— ЗАДАНИЯ —
**a)** В каком году, согласно отрывку о Кульдже, русское правительство заняло Кульджинскую область?
**b)** Соответствуют ли отрывку о Кульдже следующие утверждения? Ответьте «да» или «нет» и приведите подтверждающие слова отрывка. (i) Илийская область была названа по имени реки Или. (ii) В 1865 году китайцам удалось выгнать дунган. (iii) Россия заявила, что намерена присоединить Кульджу к своим владениям.

— ОТРЫВОК —

Г-н Мартенс совершенно справедливо говорит, что пропаганда православной церкви крайне незначительна в Китае, и что члены русской духовной миссии в Пекине не заявляют ничего похожего на подобные притязания, — но, может быть, и потому, что они и не имеют на то силы, ни видов на материальную поддержку. Кроме того, нам все-таки сдается, что автор слишком обобщил национальное раздражение китайцев против всех европейцев, признав их образ действий в вопросе о Кульдже прямым результатом одного только этого раздражения. Китайцы не любят иностранцев, это правда; они ненавидят неутомимую энергию англичан со всеми ее несомненно темными сторонами; их оскорбляет нахальство чужеземных миссионеров; но все это не имеет никакого прямого отношения к России и кульджинскому вопросу. Нам сдается также, что почтенный автор отчасти увлекся примером тех европейских государственных людей и публицистов, которые так много приписывали влиянию, то «воинственной», то «миролюбивой партии» в России, раньше и во время последней войны с Турцией. Г-н Мартенс применяет теперь эти соображения к Китаю, и приписывает разлад Китая с Россией «военной партии с знаменитым генералом Цо-Цун-Таном во главе». Дело представляется нам несколько проще.

Китайцы завладели Джунгарией и восточною частью Туркестана, [433] после ожесточенной борьбы, в половине прошлого века, и соединили эти две области в одну, которую назвали Илийскою, по имени реки Или, и которую часто называли потом и Кульджинскою, по имени главного города ее, Кульджи. Население области составляли монголы (дзюнгары) и дунгане, исповедующие магометанство. Последние искони питали непримиримую ненависть к китайцам, и подвергались за это жестоким гонениям, не раз вынуждавшим их к бунту, усмирение которого сопровождалось обыкновенно жестоким кровопролитием. Но в 1865 году дунганам удалось выгнать китайцев и учредить свое самостоятельное правительство. Сильное брожение среди магометан, вызванное этим успехом инсургентов, и затруднения, причиненные им торговым сношениям России, расширявшей тогда свои владения в Средней Азии, побудили русское правительство занять Кульджинскую область в 1871 году, причем китайскому правительству были объяснены причины этой меры. Ему было заявлено, что в виду его бездействия и беспрерывных вторжений дунган на русскую территорию и нападений на русских купцов, за безопасность которых оно ручалось, Россия заняла Кульджу, но не желает присоединять ее к своим владениям, и обещает возвратить ее Китаю, когда в этой области упрочатся порядок и спокойствие.

— ИСХОДНЫЙ МАТЕРИАЛ —
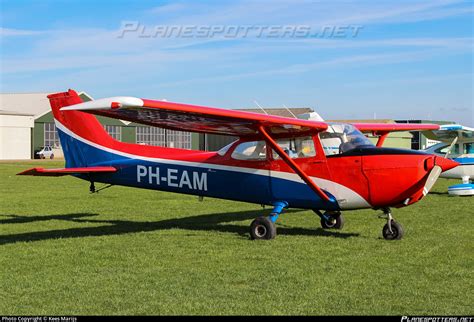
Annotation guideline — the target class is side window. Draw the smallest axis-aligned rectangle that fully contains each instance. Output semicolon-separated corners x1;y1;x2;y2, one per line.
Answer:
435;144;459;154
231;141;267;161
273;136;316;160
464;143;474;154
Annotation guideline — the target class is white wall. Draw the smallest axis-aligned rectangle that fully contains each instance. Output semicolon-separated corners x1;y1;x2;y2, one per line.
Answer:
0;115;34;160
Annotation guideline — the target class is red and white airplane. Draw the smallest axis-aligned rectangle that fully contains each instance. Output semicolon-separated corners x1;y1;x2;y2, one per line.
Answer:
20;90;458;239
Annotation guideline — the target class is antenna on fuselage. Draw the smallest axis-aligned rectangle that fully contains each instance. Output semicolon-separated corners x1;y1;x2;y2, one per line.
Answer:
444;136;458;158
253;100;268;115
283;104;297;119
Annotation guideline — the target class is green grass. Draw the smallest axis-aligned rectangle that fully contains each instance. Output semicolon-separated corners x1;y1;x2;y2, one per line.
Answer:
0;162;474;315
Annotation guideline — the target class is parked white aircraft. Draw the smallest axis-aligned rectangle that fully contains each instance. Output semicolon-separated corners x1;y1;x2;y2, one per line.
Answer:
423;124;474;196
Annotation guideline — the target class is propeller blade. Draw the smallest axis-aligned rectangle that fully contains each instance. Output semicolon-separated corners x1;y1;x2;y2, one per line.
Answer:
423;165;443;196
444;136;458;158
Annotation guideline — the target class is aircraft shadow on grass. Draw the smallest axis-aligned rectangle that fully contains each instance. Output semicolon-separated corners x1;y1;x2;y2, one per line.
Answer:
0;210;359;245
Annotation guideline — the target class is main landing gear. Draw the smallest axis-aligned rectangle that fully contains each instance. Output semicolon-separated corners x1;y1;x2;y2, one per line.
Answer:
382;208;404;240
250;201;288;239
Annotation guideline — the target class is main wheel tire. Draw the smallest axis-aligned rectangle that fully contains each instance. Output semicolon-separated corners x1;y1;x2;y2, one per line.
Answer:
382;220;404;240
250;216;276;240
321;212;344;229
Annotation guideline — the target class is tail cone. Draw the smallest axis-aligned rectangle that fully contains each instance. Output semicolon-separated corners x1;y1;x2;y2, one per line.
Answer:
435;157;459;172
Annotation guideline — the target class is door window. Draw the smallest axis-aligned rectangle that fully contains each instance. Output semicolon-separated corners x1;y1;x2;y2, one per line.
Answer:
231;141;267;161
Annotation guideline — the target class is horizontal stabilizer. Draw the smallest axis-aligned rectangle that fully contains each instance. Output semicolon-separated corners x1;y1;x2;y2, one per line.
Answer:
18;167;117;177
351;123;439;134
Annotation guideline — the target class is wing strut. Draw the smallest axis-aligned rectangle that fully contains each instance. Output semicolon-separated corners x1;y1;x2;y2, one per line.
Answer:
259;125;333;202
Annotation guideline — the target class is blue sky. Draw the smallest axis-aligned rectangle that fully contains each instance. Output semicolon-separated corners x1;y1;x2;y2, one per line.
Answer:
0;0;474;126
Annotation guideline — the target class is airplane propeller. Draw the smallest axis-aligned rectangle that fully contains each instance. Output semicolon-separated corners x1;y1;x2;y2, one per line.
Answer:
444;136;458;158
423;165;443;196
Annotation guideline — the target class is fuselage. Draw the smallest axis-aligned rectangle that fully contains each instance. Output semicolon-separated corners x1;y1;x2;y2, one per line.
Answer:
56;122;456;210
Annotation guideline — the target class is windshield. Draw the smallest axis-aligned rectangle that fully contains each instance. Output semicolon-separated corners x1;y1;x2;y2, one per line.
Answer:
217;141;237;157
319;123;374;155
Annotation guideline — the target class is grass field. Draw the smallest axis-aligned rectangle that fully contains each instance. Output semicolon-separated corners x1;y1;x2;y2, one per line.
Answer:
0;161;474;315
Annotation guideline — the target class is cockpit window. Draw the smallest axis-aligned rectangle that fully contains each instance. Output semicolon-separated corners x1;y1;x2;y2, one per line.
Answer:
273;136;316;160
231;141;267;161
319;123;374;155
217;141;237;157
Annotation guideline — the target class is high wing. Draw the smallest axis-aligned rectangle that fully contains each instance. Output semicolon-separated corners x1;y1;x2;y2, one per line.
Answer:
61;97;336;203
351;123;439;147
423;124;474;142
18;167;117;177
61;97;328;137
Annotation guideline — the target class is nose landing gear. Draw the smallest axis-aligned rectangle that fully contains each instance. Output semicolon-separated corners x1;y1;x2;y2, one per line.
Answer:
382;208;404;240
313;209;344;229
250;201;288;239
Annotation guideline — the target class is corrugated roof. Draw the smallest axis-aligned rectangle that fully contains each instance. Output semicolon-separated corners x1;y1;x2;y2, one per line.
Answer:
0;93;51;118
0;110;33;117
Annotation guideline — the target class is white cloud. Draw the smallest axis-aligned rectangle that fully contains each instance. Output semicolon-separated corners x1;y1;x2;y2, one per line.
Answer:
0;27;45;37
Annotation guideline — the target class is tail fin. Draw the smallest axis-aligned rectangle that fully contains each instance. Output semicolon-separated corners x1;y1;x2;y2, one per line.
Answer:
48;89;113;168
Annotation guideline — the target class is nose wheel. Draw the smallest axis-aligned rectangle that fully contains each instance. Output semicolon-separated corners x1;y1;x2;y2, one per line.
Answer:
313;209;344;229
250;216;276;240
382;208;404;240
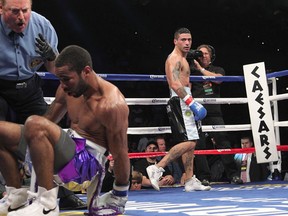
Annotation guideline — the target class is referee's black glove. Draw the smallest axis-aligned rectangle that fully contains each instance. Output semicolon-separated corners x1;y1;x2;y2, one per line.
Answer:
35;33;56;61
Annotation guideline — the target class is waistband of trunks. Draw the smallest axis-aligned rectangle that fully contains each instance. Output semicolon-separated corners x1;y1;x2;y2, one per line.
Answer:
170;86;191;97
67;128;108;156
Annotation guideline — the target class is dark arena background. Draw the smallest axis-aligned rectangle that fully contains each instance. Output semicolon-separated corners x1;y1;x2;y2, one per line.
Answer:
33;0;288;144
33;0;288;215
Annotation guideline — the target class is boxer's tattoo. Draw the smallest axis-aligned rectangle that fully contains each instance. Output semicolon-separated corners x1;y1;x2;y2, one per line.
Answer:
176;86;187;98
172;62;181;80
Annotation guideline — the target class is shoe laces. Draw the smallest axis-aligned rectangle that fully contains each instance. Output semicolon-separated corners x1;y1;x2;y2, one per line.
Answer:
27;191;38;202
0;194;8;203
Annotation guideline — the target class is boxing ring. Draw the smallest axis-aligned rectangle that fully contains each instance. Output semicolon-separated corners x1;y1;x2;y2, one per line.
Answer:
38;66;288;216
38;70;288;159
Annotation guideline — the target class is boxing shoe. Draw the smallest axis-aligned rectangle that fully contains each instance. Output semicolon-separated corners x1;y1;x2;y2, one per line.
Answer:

— ОТВЕТЫ ПО ЗАДАНИЯМ —
**a)** В 1871 году.

**b)**
(i) Да: «которую назвали Илийскою, по имени реки Или».
(ii) Нет: «в 1865 году дунганам удалось выгнать китайцев».
(iii) Нет: «но не желает присоединять ее к своим владениям».